■ Ausgewählter Auszug ■
-----

Noch einmal setzten sich ehemalige Betreuerinnen zur Geburtstagsfeier des Kinderferienwerkes in den Bus des einstigen Reiseunternehmens Boury.

Das Kinderferienwerk entstand vor sechs Jahrzehnten in Pingsdorf, um Kindern aus weniger gut betuchten Haushalten Abwechslung zu bieten.

Fahrtenlieder wie „Ein Mann, der sich Kolumbus nannt“ oder „Wenn die bunten Fahnen wehen“, selbst gemachter Nudelsalat aus der Tupperdose und der strenge Busfahrer Heinrich Boury, der den Kindern strikt Essen und Trinken in seinem Reisebus verbot, prägen die Erinnerungen derer, die in den 1960er-Jahren die Tagesausflüge des Kinderferienwerks St. Pantaleon begleiteten.

Anlässlich des 60. Geburtstages der Pingsdorfer Ferienfreizeit setzten sich ehemalige Betreuerinnen im Pfarrheim noch einmal in einen Bus aus Pappkarton. Ria Menden schlüpfte in die Rolle des damaligen Pfarrers Surmann und Irmgard Heiden spielte den Busfahrer.

-----

■ Ziel ■
Gib aus dem Auszug über das Pingsdorfer Kinderferienwerk den Abschnitt zwischen „Das Kinderferienwerk entstand“ und „spielte den Busfahrer.“ wortgetreu wieder, beide Stellen eingeschlossen.

■ Erfasste Daten ■
-----

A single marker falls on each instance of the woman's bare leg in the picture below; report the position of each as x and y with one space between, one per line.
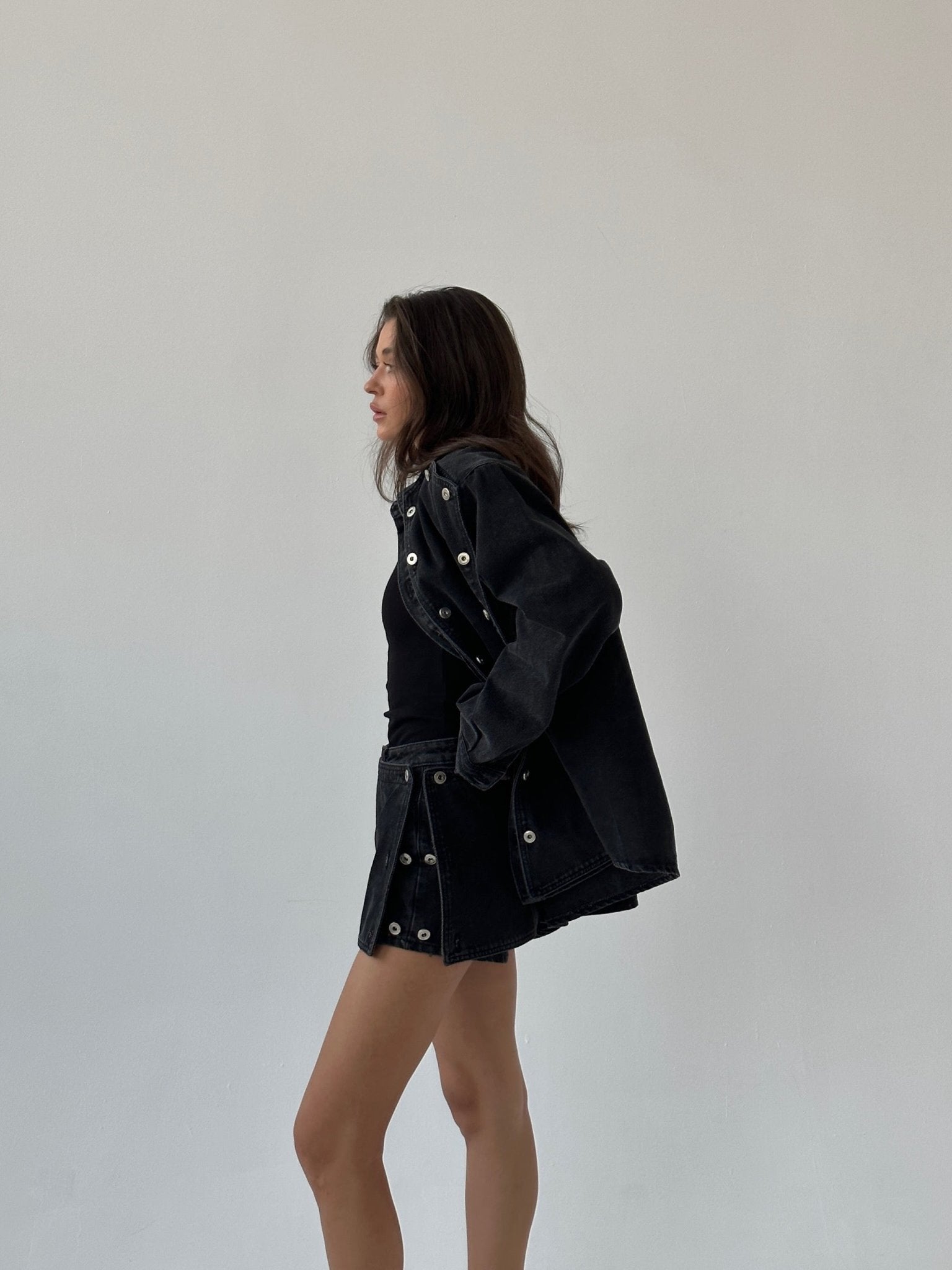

-----

■ Lösung ■
Das Kinderferienwerk entstand vor sechs Jahrzehnten in Pingsdorf, um Kindern aus weniger gut betuchten Haushalten Abwechslung zu bieten.

Fahrtenlieder wie „Ein Mann, der sich Kolumbus nannt“ oder „Wenn die bunten Fahnen wehen“, selbst gemachter Nudelsalat aus der Tupperdose und der strenge Busfahrer Heinrich Boury, der den Kindern strikt Essen und Trinken in seinem Reisebus verbot, prägen die Erinnerungen derer, die in den 1960er-Jahren die Tagesausflüge des Kinderferienwerks St. Pantaleon begleiteten.

Anlässlich des 60. Geburtstages der Pingsdorfer Ferienfreizeit setzten sich ehemalige Betreuerinnen im Pfarrheim noch einmal in einen Bus aus Pappkarton. Ria Menden schlüpfte in die Rolle des damaligen Pfarrers Surmann und Irmgard Heiden spielte den Busfahrer.